++++ Extrait ++++

Comme pour la Sénégambie, les traditions maliennes situent l’origine des populations du pays en Egypte.
Voici les propos prêtés à Youssouf Tata Cissé, un grand traditionniste malien, à l’occasion du colloque de la SCOA tenu à Bamako en 1975 :
« A propos de l’origine de la plupart des clans de ce pays
( Mali ), de leurs migrations du pays qu’on appelle Korotoumou ba, le fleuve de Korotoumou qui serait le Nil ou la Mer Rouge, nous disposons de toute une série de traditions déjà enregistrées.
Par ailleurs, les mythes relatifs à certains animaux du panthéon malien actuel tels que le vautour, le serpent, le scarabée, l’aigle, etc. rappellent étrangement l’histoire des animaux sacrés de l’Egypte des Pharaons.
Il y a là une idée à creuser ».[page]
( Youssouf Tata Cissé )
Quant à Wa Kamissoko, un autre traditionniste de renom malheureusement décédé depuis, il tenait, à l’occasion du même colloque, les propos que voici :
« Selon la tradition, l’institution de la justice et de l’application des peines remontent au règne des pharaons… » et de préciser que le pharaon avait une balance qui lui permettait de peser les actions de ses sujets, qu’il avait « pour allié, Dougadafolo, l’ancêtre des vautours qui l’accompagnait partout et qui gardait la balance de la justice ».

++++

Énoncé détaillé
Relevez tous les animaux que l'extrait donne en exemple parmi ceux du panthéon malien actuel. Les enregistrements n'ont aucun rapport avec l'extrait.

++++ Données affichées ++++

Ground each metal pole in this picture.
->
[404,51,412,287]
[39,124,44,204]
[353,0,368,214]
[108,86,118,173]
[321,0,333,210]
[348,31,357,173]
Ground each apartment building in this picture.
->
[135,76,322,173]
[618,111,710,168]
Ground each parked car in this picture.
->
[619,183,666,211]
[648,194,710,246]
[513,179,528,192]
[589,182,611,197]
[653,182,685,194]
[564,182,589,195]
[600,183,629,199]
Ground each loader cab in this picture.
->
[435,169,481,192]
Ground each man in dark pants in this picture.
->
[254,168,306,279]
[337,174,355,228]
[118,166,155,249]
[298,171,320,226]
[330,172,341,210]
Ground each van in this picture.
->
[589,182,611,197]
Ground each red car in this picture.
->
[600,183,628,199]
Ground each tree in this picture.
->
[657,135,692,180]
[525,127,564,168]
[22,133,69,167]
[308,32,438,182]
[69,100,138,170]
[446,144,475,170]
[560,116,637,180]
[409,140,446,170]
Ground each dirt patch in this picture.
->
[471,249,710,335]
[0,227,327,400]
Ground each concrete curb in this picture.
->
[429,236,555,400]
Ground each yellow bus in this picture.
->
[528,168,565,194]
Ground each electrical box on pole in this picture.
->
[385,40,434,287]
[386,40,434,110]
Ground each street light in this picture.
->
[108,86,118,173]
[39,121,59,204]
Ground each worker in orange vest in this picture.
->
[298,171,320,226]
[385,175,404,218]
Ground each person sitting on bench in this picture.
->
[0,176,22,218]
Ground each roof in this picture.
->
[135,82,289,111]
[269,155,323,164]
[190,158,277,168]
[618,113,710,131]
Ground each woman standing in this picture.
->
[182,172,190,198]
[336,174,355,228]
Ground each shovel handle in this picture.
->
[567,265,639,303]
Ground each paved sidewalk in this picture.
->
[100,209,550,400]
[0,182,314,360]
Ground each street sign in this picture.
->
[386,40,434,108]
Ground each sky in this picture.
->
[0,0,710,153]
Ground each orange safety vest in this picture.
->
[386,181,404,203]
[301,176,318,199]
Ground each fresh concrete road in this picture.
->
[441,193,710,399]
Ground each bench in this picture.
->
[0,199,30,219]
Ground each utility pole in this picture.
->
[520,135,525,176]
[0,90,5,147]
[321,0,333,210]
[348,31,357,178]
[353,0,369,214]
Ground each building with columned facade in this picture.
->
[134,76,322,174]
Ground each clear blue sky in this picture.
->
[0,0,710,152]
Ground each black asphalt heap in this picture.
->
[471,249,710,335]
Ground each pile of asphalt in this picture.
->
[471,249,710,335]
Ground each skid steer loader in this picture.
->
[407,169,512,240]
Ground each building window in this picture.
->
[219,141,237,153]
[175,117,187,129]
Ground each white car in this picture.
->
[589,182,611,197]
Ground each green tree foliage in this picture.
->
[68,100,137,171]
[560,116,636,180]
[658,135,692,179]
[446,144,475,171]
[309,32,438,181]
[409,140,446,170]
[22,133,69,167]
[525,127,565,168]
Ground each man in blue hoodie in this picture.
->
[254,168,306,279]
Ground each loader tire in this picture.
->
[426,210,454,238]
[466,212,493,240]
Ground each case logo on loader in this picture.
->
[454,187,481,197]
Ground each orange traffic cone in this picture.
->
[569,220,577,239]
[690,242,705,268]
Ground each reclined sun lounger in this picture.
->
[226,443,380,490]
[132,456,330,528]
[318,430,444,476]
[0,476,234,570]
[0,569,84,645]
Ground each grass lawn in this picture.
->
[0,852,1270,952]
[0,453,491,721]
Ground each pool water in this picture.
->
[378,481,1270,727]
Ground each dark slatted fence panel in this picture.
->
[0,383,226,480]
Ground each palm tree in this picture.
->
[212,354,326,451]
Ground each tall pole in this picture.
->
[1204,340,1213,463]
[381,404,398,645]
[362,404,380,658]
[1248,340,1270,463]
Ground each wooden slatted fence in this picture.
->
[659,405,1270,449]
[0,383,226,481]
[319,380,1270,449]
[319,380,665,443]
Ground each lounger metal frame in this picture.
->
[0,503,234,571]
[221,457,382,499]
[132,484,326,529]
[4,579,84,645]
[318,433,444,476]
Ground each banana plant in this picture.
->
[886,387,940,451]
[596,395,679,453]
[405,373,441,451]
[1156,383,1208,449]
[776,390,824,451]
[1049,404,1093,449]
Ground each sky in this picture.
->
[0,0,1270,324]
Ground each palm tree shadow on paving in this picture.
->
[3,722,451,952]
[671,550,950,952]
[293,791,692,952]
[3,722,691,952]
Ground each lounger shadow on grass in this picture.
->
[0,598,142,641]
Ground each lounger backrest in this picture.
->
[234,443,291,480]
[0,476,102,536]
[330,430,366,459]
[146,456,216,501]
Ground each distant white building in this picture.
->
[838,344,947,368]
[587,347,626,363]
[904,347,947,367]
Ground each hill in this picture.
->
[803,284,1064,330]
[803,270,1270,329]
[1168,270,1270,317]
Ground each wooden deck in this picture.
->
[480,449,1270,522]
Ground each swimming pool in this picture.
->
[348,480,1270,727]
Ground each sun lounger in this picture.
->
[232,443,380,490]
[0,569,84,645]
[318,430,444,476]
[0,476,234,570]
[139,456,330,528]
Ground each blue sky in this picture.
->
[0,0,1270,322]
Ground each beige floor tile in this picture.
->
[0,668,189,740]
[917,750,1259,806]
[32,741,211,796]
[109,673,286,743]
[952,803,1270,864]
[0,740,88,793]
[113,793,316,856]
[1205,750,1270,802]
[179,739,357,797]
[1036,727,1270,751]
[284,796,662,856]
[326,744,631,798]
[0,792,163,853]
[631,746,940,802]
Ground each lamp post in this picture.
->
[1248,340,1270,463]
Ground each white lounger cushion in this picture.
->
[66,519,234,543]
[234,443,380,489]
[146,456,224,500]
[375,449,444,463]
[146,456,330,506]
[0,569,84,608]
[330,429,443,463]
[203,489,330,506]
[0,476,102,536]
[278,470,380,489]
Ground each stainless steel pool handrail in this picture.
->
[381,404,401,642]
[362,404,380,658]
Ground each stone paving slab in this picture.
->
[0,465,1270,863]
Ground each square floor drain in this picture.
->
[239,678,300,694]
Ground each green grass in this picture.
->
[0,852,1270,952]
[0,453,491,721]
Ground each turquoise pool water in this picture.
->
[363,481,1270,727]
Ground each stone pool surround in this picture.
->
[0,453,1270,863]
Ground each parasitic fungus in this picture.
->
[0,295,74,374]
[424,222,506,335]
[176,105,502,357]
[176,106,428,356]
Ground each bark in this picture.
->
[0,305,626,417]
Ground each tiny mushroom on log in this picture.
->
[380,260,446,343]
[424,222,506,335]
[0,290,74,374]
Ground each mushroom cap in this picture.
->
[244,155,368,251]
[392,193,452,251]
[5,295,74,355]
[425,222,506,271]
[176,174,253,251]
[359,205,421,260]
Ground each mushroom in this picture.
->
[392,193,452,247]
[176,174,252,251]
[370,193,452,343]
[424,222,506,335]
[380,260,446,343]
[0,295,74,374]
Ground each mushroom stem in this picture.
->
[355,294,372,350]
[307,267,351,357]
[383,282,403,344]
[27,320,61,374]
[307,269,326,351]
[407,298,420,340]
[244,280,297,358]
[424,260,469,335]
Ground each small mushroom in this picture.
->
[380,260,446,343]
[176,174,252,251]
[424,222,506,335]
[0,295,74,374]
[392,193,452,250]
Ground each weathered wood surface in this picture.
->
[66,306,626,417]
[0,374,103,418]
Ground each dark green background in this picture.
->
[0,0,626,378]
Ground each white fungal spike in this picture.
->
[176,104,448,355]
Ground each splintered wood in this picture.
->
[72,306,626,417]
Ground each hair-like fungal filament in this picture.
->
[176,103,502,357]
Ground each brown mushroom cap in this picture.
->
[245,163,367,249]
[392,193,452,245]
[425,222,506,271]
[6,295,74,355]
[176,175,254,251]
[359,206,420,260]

++++

Réponse complète
Le vautour, le serpent, le scarabée, l'aigle.